→ **CHALLENGE**
Edit the rows below by changing every "jacket" to "coat", and reproduce them with everything else unchanged.

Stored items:
* BEGIN *

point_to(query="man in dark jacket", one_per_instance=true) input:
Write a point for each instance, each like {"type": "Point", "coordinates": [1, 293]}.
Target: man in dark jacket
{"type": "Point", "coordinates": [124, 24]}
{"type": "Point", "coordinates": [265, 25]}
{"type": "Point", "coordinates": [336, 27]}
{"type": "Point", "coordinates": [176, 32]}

* END *

→ **FULL OUTPUT**
point_to(query="man in dark coat", one_per_instance=true) input:
Write a point for each instance, each like {"type": "Point", "coordinates": [1, 293]}.
Target: man in dark coat
{"type": "Point", "coordinates": [124, 24]}
{"type": "Point", "coordinates": [265, 25]}
{"type": "Point", "coordinates": [336, 27]}
{"type": "Point", "coordinates": [176, 32]}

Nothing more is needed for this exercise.